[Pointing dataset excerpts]
***

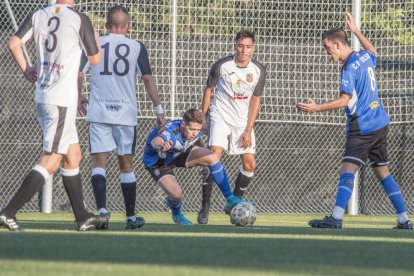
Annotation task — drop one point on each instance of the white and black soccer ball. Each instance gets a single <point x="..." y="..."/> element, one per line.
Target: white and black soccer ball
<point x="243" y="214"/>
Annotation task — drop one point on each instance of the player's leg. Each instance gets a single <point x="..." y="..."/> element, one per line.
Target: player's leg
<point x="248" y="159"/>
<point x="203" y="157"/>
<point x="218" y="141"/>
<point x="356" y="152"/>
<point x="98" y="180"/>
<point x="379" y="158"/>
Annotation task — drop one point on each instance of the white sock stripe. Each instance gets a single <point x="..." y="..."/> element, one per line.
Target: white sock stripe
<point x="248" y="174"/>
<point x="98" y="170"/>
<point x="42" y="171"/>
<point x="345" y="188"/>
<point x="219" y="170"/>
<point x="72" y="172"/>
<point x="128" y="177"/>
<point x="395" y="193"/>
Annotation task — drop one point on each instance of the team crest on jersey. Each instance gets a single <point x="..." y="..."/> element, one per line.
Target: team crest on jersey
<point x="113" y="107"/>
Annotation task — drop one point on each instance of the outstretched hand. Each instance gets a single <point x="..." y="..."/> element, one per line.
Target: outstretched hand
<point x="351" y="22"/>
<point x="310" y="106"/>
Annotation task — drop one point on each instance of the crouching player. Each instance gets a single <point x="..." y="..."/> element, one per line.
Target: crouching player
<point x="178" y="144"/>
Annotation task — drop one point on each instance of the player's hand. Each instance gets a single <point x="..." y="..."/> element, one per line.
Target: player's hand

***

# [Directive]
Update the data above by replacing every instance of "Target" with "Object", leaving the rest unchanged. Leave the pictures out of your answer.

# [Response below]
Annotation task — drop one point on each instance of the white and black soccer ball. Each instance gets a single <point x="..." y="..."/> element, one per line.
Object: white and black soccer ball
<point x="243" y="214"/>
Annotation task — drop one point on each instance of the player's leg. Each instance gets a single <point x="..." y="..."/> element, one per line.
Object: player's leg
<point x="248" y="159"/>
<point x="203" y="157"/>
<point x="218" y="141"/>
<point x="356" y="152"/>
<point x="98" y="180"/>
<point x="379" y="158"/>
Annotation task — drop one point on each instance of the white sock stripe. Each instance gets a single <point x="..." y="..."/> element, one per line.
Object: white sock stripe
<point x="248" y="174"/>
<point x="98" y="170"/>
<point x="42" y="171"/>
<point x="345" y="188"/>
<point x="219" y="170"/>
<point x="72" y="172"/>
<point x="128" y="177"/>
<point x="395" y="193"/>
Annotation task — drop one point on each instance of the team crest on jersey. Each instance gets a single <point x="..." y="..."/> element, one per line.
Object: team crest on jersey
<point x="113" y="107"/>
Annotation task — drop one point on each instance of the outstretched hand. Each instance gets a single <point x="..." y="..."/> element, one per line.
Object: outstretched hand
<point x="351" y="22"/>
<point x="310" y="106"/>
Annotation task — drop one point on each instance of the crouching player. Each instance gets a single <point x="..." y="..."/> element, one per line.
Object: crouching player
<point x="178" y="144"/>
Annotation task — drop one point on each instance of the player's hand. Each instance gets a single <point x="..." y="..."/> element, one per line.
Object: player's hand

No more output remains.